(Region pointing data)
====================

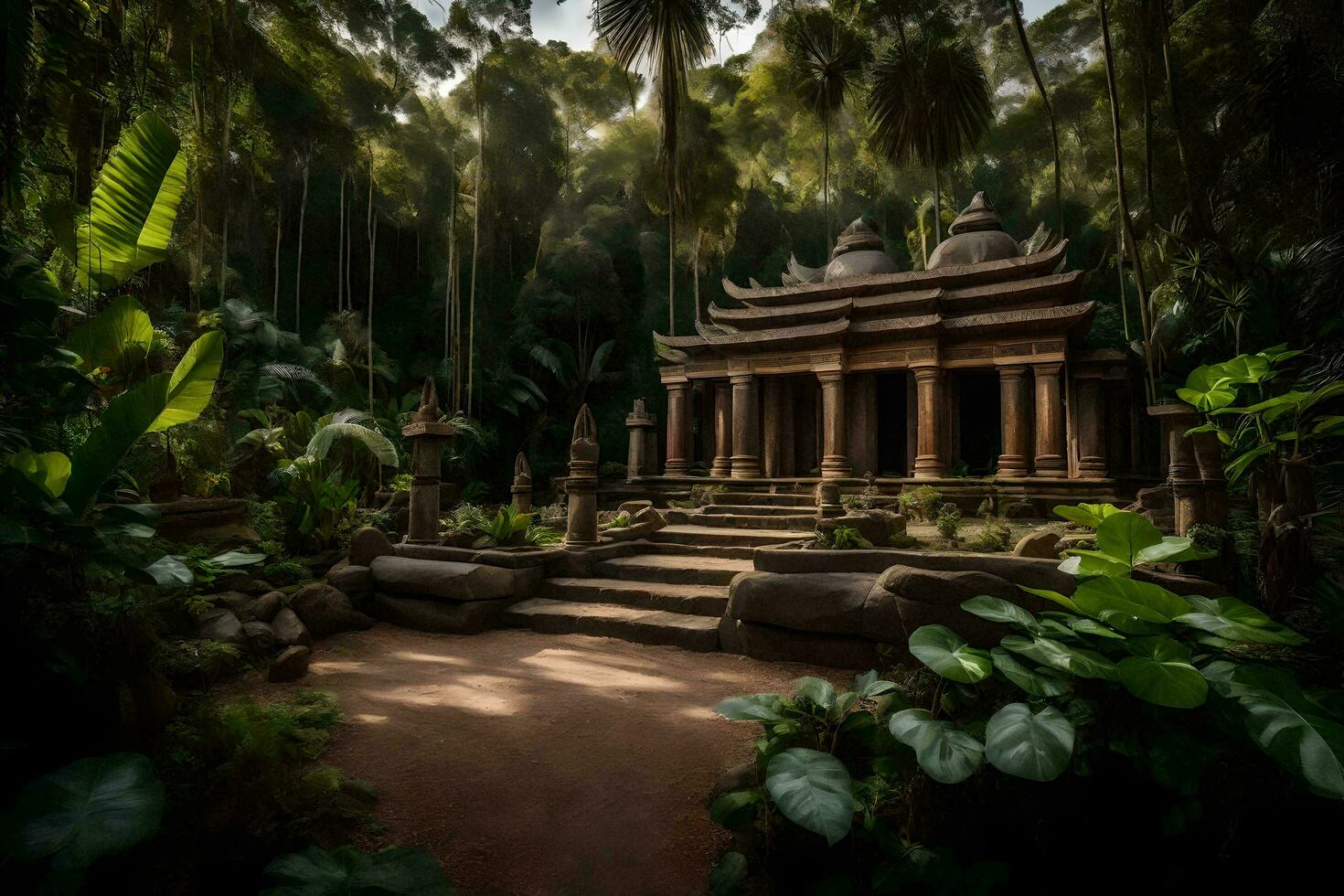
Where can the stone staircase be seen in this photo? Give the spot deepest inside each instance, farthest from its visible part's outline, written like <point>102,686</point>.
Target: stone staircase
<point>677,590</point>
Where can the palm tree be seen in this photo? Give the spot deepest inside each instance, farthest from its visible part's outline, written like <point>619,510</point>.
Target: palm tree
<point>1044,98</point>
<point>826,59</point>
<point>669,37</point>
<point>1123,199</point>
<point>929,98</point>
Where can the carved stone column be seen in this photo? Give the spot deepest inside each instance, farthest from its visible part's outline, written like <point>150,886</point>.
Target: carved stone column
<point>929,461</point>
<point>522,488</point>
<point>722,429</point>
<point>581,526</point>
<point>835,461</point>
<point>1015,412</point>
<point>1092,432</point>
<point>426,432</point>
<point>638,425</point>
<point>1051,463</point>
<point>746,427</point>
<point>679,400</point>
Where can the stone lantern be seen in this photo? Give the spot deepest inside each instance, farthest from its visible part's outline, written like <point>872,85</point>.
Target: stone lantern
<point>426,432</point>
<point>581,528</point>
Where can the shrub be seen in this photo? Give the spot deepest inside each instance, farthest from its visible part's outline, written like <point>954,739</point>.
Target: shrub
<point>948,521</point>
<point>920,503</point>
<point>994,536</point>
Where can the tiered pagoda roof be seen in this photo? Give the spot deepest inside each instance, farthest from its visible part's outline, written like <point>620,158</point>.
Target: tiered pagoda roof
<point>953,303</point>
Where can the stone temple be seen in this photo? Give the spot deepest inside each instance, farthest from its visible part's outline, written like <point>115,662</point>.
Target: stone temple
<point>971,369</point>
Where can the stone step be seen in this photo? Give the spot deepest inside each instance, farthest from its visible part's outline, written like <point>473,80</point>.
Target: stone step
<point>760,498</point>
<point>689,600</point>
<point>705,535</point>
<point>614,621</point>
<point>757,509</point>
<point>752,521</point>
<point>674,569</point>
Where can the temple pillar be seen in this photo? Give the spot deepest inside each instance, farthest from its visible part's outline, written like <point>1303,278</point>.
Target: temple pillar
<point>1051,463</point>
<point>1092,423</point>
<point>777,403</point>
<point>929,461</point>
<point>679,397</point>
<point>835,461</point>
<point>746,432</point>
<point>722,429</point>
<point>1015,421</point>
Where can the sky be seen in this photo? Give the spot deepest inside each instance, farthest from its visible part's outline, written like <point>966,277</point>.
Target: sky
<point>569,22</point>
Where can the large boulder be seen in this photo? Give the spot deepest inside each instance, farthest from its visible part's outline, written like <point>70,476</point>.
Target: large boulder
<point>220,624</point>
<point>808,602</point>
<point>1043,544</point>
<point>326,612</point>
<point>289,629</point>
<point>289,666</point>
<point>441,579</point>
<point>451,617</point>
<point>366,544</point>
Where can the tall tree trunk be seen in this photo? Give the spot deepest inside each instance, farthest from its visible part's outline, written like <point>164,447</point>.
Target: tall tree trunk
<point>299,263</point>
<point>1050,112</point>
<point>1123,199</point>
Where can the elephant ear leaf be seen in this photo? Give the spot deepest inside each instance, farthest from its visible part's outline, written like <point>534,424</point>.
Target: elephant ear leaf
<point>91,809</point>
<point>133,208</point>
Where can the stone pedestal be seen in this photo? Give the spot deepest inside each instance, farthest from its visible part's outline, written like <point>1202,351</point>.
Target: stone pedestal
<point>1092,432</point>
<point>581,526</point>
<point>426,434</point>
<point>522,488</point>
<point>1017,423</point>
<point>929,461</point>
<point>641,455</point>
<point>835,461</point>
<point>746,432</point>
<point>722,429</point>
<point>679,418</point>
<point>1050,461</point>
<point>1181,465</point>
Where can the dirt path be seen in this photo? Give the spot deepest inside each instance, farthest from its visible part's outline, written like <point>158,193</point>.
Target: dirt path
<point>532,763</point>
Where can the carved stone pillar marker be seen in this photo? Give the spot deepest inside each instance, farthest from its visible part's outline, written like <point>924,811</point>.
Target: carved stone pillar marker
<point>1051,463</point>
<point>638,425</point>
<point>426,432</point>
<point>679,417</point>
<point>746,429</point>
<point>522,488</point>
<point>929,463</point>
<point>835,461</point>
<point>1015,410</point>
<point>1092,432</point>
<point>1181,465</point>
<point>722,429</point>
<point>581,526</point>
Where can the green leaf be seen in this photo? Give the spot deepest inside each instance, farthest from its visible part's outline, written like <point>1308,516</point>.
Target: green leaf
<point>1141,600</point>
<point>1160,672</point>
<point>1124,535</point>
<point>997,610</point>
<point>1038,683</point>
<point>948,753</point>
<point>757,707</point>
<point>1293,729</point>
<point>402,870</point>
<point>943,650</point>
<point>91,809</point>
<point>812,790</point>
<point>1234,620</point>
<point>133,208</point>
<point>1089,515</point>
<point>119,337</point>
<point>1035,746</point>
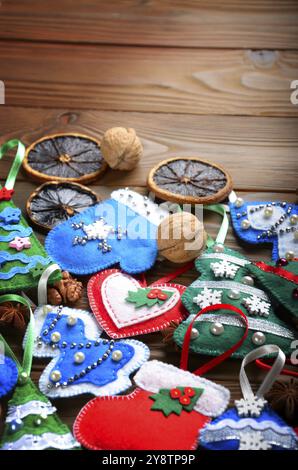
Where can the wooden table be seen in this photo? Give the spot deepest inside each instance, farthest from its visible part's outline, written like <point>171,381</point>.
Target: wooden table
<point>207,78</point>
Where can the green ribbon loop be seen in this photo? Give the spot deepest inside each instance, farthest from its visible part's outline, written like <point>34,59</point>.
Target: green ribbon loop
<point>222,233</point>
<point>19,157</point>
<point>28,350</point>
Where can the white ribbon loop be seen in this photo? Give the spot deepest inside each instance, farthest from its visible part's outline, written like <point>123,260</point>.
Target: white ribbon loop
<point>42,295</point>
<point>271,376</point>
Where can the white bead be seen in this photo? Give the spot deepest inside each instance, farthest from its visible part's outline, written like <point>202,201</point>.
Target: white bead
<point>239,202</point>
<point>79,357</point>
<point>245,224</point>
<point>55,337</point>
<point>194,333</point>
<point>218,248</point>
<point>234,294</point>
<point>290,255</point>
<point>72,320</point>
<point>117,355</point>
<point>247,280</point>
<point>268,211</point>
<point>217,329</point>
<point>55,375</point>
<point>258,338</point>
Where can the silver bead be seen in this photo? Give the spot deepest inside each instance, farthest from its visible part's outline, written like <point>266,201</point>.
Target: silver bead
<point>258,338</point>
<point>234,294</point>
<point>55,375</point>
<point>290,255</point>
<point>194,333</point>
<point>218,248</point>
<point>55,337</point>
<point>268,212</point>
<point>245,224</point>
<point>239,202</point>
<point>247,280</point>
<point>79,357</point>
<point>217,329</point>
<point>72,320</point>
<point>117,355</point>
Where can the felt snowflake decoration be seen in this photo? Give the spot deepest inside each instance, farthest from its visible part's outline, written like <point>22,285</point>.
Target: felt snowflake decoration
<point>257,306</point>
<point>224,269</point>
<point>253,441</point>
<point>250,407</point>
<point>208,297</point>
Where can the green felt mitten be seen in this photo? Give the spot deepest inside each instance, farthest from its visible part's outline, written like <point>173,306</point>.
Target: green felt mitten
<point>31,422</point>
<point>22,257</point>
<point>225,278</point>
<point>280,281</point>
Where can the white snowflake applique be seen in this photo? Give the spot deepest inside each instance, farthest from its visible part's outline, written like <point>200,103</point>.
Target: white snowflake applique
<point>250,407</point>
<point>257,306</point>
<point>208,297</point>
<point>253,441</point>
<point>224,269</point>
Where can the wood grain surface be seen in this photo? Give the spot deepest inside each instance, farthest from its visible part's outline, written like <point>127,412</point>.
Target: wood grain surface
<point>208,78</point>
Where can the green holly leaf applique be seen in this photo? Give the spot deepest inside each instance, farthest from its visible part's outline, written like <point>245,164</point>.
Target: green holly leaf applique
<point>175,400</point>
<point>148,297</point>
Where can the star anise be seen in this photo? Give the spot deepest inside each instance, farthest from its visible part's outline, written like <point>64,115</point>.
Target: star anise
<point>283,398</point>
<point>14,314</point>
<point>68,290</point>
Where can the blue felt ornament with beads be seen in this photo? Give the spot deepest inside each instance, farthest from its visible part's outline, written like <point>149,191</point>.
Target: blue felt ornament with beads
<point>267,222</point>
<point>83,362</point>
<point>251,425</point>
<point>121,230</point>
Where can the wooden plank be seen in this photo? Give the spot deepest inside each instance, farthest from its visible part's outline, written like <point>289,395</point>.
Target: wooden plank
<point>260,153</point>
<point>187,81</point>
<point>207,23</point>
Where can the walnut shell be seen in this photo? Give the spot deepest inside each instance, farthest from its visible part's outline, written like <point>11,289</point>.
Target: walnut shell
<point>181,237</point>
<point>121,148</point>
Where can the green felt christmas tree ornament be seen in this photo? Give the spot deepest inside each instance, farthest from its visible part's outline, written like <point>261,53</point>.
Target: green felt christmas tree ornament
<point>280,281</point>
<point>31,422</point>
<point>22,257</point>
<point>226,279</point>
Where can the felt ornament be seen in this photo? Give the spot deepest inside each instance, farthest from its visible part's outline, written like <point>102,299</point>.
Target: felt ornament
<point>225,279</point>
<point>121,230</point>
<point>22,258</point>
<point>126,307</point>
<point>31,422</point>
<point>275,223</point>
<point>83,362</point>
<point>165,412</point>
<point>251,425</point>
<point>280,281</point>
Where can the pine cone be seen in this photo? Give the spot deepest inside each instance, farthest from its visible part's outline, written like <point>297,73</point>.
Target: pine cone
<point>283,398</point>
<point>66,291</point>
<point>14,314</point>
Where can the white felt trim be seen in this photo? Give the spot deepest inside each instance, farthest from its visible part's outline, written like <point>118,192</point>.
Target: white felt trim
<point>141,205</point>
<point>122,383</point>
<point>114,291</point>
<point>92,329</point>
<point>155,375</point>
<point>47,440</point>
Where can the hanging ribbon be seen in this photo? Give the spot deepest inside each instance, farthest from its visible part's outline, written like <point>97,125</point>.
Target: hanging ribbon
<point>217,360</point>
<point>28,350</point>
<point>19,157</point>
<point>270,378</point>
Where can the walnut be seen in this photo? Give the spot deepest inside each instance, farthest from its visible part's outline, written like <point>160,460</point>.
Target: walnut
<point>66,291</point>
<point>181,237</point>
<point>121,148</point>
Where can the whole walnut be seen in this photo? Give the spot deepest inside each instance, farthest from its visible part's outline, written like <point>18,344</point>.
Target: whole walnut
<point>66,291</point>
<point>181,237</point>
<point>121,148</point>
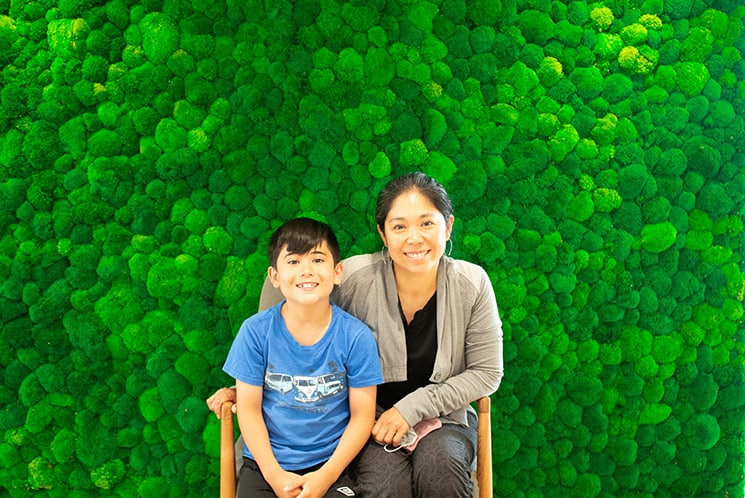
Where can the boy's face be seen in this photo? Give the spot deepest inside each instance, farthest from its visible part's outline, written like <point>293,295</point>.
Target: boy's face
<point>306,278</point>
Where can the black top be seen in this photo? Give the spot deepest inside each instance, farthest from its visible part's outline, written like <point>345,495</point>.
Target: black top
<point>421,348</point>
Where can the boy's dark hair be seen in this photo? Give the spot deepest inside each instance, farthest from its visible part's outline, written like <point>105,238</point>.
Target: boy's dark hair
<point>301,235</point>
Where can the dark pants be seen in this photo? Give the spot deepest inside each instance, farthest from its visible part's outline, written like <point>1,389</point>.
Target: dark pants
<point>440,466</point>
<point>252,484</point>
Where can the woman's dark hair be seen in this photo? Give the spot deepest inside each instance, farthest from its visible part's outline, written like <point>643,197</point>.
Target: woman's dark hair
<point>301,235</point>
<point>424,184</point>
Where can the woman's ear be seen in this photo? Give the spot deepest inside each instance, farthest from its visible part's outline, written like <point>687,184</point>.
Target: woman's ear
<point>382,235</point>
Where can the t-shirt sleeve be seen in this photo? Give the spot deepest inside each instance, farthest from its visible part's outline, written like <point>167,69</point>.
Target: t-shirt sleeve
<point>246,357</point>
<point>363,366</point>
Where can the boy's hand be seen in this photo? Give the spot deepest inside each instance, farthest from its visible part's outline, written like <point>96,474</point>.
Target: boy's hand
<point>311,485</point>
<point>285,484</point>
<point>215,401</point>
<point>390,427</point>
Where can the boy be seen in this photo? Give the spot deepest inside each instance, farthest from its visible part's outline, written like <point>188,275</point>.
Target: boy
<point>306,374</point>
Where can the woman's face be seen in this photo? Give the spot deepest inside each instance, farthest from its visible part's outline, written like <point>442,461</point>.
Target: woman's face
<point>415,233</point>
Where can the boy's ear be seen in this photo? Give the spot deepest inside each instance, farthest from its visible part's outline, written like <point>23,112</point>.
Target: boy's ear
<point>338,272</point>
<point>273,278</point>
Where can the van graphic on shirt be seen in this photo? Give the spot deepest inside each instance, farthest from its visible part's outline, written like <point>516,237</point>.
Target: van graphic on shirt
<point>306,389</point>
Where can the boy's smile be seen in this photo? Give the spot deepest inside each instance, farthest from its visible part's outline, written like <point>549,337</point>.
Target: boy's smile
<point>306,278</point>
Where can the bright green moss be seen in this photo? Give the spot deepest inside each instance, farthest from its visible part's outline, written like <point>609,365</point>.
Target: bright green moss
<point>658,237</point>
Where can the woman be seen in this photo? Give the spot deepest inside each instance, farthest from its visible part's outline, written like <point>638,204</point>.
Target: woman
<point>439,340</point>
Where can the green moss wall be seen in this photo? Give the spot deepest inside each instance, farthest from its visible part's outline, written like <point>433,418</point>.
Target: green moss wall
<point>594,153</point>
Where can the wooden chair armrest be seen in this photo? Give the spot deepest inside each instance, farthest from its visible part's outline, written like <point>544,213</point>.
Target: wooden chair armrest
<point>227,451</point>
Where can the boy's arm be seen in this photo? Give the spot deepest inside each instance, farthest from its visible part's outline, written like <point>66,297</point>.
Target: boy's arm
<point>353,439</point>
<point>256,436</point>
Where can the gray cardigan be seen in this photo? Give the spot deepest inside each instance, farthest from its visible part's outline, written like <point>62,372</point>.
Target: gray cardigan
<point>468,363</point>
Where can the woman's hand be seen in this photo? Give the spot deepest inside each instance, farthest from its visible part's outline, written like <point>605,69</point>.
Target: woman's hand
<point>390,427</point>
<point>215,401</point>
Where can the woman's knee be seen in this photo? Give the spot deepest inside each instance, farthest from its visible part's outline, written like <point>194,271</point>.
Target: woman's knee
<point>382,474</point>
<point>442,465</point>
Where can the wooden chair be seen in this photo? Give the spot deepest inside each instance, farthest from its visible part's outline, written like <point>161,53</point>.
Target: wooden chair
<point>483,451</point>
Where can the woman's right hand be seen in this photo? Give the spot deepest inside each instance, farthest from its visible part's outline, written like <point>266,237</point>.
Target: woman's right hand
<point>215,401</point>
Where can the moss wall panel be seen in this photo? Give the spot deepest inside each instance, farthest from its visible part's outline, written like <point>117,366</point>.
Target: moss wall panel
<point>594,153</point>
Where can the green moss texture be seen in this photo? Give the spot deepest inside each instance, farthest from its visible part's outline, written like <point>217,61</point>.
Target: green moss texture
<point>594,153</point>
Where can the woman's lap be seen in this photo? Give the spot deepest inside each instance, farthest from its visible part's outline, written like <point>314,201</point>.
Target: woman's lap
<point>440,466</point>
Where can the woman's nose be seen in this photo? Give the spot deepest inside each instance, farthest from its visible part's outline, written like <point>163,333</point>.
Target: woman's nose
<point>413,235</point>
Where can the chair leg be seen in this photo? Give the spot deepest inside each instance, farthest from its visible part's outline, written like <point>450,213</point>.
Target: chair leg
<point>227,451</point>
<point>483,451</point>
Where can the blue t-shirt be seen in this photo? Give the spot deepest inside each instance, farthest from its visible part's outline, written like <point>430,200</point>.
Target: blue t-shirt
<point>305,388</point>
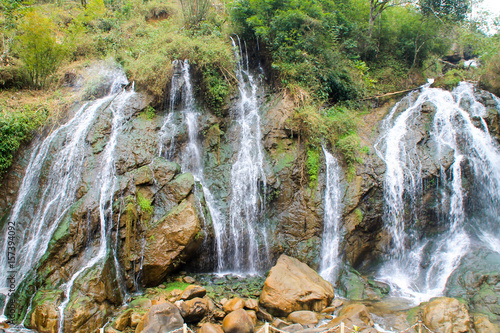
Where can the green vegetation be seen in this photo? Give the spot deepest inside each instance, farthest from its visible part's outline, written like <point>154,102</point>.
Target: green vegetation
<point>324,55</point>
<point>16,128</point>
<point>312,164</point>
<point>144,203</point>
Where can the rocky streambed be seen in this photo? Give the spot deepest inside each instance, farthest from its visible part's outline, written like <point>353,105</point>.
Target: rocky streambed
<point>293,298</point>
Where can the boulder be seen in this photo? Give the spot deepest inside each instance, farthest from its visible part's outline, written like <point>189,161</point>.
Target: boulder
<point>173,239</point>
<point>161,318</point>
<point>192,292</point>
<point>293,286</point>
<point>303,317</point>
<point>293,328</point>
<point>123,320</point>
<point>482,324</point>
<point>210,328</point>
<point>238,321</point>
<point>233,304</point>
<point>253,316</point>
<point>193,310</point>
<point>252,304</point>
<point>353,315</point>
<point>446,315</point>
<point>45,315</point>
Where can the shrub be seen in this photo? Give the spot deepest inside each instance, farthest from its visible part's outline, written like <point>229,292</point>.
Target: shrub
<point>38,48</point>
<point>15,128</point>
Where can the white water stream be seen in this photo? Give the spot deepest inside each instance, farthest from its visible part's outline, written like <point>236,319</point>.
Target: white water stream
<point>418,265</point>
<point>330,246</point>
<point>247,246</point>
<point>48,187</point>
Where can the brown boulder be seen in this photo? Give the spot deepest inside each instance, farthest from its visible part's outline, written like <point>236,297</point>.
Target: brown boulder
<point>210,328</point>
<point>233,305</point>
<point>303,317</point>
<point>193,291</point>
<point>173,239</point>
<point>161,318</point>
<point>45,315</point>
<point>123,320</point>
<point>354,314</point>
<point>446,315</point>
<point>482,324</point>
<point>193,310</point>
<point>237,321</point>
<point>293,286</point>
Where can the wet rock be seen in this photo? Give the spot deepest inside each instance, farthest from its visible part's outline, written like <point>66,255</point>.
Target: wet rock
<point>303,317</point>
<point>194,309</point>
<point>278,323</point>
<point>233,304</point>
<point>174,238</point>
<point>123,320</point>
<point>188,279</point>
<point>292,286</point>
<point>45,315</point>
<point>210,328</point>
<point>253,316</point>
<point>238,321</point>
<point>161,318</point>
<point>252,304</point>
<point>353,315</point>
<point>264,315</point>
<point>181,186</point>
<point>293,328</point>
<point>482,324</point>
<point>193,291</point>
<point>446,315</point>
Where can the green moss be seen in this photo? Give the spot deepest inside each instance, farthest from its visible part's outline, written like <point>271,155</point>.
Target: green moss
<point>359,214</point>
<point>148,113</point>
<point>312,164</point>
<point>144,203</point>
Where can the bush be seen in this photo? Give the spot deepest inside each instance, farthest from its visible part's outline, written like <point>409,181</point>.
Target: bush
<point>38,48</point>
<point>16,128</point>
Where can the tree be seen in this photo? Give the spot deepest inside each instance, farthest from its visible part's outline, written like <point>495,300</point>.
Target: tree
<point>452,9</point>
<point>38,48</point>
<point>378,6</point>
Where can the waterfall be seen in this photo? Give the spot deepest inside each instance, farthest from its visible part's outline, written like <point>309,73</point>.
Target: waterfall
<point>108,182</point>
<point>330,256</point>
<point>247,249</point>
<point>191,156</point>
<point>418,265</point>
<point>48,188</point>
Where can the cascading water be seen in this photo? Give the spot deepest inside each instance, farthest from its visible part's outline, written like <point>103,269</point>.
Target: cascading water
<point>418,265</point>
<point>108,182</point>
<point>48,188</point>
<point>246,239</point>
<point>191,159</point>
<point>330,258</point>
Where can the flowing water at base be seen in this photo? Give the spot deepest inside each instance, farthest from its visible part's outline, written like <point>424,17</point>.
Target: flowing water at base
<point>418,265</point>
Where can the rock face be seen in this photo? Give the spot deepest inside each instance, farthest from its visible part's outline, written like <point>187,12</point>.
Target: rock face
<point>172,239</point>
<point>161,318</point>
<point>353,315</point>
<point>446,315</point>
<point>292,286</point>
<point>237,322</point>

====================

Work task —
Each line above starting at the one holding "Target: whole walnut" and ending at the one holding "Where can the black" should be set down exactly as it stands, both ends included, with no pictures.

Expected answer —
Target: whole walnut
<point>66,291</point>
<point>181,237</point>
<point>121,148</point>
Where can the boy's face be seen in this photo? Give the spot deepest inside each instance, farthest from its visible part's outline, written like <point>293,295</point>.
Target: boy's face
<point>306,278</point>
Where can the black top be seen in this photo? Give the spot deepest inside each instance, farthest from its visible part's outline, written like <point>345,495</point>.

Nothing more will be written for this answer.